### GIVEN EXERCISE
Pick out every line in the records below that contains the string "pink". Case counts.

### DATA ENTRIES
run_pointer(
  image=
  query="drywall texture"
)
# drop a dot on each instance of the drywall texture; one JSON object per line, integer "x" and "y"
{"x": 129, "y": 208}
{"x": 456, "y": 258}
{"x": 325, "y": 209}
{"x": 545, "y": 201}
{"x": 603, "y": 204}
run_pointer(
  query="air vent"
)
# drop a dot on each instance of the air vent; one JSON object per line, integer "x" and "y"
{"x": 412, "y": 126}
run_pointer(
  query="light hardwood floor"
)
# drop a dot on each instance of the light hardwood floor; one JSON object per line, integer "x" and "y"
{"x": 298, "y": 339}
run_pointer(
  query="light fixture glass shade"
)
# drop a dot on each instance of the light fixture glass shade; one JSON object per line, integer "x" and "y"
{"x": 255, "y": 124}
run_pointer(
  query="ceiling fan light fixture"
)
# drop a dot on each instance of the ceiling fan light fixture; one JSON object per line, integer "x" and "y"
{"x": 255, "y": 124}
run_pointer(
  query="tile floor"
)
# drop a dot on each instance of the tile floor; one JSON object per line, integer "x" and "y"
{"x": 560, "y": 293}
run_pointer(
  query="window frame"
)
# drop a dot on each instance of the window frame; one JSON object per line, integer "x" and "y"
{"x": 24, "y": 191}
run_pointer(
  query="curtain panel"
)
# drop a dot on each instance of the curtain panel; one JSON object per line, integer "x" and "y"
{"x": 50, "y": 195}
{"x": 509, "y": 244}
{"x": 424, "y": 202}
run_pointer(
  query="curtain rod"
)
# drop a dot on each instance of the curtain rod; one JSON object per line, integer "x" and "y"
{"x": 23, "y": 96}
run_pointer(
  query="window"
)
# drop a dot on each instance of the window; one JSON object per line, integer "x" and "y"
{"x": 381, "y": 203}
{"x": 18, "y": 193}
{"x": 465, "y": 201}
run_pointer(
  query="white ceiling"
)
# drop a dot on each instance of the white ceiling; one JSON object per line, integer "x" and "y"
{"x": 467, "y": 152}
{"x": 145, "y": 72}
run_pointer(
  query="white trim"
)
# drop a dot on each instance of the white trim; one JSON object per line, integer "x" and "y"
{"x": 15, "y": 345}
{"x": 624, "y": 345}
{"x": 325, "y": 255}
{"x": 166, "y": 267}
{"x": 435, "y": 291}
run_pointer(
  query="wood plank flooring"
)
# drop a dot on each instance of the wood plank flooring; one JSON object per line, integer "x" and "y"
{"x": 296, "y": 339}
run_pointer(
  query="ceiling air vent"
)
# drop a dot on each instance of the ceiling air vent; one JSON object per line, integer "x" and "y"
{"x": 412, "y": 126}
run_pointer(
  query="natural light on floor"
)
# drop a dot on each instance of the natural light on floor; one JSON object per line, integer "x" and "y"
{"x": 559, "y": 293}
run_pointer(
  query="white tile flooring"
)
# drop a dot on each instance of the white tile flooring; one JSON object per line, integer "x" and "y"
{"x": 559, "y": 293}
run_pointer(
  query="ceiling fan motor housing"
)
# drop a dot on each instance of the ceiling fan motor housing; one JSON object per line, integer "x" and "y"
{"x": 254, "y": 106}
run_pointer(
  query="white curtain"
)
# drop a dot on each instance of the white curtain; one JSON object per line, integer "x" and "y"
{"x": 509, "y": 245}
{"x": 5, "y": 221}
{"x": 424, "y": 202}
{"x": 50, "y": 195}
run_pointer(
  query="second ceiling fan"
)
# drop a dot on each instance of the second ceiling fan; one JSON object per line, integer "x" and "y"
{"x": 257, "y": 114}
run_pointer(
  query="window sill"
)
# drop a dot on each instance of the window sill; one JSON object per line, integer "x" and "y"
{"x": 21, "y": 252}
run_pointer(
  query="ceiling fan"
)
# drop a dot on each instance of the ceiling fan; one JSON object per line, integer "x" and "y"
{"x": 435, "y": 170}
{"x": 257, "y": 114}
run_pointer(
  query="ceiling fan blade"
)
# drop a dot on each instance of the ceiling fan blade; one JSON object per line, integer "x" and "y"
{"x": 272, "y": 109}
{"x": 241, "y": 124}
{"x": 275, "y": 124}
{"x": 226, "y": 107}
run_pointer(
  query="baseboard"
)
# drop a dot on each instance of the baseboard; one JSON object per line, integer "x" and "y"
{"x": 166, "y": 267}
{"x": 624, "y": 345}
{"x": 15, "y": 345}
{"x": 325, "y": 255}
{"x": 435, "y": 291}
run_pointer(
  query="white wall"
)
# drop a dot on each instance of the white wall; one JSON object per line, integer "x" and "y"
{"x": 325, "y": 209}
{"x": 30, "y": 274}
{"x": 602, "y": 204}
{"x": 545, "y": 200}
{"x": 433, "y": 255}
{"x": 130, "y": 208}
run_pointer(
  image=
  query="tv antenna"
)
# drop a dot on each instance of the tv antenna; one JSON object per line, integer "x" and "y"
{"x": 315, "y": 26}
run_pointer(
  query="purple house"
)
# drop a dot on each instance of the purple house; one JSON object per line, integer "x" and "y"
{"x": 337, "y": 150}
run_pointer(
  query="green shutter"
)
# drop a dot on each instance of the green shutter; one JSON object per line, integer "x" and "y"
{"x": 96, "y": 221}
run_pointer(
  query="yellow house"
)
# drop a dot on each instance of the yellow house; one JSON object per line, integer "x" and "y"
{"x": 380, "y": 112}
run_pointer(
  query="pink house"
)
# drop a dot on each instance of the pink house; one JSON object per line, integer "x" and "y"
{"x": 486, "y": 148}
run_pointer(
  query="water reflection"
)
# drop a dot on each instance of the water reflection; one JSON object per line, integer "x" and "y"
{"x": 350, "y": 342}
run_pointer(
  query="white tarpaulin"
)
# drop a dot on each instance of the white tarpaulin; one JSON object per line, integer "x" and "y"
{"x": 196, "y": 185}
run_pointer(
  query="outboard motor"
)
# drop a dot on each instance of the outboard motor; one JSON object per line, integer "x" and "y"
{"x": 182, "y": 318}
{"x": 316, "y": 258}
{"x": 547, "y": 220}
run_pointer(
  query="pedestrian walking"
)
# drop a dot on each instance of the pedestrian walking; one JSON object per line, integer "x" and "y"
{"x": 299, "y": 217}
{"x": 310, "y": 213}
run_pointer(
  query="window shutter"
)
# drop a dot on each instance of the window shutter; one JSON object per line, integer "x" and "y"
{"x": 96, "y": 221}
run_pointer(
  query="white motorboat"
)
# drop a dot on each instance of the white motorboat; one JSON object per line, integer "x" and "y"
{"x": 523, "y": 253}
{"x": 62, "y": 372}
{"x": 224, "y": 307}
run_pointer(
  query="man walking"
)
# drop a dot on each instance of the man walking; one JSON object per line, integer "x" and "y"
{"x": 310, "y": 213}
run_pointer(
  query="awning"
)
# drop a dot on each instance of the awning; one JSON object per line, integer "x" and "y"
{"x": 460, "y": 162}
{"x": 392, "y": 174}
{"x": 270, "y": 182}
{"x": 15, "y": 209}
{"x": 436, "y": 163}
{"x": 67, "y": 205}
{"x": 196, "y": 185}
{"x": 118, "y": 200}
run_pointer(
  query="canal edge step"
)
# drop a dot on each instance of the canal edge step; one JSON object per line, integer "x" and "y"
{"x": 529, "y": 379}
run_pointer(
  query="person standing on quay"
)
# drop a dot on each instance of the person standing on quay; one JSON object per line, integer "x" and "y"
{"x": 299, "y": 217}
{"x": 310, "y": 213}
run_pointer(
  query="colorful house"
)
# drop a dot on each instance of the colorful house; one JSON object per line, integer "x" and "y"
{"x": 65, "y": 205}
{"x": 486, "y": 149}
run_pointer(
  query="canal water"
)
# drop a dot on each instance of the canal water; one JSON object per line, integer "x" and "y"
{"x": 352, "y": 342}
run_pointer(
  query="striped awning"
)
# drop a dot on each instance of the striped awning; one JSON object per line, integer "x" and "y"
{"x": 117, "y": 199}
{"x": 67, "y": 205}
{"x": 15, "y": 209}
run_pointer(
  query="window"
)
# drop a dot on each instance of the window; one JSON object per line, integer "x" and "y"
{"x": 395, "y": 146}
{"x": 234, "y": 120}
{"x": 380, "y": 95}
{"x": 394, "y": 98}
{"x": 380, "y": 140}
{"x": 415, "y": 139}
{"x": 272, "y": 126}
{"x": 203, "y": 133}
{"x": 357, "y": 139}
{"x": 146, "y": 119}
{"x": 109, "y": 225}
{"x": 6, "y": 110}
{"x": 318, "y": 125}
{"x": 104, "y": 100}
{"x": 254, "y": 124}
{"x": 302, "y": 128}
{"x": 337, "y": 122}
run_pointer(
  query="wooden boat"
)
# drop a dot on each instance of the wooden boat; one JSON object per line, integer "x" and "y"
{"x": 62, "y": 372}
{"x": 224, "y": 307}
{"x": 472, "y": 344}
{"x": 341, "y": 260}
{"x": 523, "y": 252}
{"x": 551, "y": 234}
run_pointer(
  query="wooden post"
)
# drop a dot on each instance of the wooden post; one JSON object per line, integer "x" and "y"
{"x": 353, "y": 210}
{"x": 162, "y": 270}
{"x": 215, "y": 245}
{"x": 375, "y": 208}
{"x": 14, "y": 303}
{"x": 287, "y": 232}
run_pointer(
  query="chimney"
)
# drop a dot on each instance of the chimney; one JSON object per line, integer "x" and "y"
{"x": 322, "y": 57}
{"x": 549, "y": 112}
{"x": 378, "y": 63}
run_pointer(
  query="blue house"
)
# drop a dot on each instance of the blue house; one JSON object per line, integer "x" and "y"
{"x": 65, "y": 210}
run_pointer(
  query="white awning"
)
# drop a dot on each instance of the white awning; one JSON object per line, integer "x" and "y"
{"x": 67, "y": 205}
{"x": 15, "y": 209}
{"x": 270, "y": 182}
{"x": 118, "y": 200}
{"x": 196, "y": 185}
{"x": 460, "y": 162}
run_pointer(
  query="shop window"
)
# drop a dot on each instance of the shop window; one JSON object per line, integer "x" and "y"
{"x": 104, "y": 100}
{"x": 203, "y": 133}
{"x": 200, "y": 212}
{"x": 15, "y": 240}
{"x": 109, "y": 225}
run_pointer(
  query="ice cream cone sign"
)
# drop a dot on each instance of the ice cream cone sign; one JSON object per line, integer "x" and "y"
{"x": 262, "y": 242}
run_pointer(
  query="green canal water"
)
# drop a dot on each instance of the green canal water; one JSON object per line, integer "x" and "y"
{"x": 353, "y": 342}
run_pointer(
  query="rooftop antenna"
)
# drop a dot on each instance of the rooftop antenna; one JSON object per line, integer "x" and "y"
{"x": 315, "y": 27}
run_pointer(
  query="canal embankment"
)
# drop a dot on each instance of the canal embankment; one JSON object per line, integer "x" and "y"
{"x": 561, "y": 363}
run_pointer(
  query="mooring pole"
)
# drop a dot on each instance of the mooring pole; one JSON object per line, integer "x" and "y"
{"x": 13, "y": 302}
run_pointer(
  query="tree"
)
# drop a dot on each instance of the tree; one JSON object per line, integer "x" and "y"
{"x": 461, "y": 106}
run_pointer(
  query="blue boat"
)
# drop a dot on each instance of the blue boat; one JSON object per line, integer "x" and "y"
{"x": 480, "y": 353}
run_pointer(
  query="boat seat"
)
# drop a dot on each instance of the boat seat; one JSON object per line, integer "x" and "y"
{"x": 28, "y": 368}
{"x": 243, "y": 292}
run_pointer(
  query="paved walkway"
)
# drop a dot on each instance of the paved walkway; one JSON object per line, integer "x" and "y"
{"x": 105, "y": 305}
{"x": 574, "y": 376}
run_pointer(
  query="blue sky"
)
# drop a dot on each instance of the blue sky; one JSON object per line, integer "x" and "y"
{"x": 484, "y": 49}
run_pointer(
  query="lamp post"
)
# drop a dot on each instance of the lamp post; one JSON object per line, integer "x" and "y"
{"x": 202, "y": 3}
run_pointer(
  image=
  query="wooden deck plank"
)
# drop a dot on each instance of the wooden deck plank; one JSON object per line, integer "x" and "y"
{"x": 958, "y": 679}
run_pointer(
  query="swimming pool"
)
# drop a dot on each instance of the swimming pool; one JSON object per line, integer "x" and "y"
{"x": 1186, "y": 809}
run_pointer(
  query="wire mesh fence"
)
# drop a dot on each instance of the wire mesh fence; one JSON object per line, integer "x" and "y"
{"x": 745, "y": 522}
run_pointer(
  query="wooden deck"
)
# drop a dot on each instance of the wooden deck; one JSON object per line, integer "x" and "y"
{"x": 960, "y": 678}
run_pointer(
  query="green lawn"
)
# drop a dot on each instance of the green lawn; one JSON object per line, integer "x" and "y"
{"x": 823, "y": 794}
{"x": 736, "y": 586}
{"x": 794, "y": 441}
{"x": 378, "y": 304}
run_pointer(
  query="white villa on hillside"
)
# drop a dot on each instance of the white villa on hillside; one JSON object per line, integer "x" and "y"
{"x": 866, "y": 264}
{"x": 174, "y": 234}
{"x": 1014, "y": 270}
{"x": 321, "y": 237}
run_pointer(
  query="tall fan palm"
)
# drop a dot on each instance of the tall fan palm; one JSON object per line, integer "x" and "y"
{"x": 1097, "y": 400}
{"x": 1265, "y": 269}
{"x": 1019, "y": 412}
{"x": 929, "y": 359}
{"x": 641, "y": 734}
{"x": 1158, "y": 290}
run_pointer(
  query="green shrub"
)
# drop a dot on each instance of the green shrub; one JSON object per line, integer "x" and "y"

### RESULT
  query="pink house"
# drop a dot on each instance of the pink house; one JSON object per line, integer "x" and "y"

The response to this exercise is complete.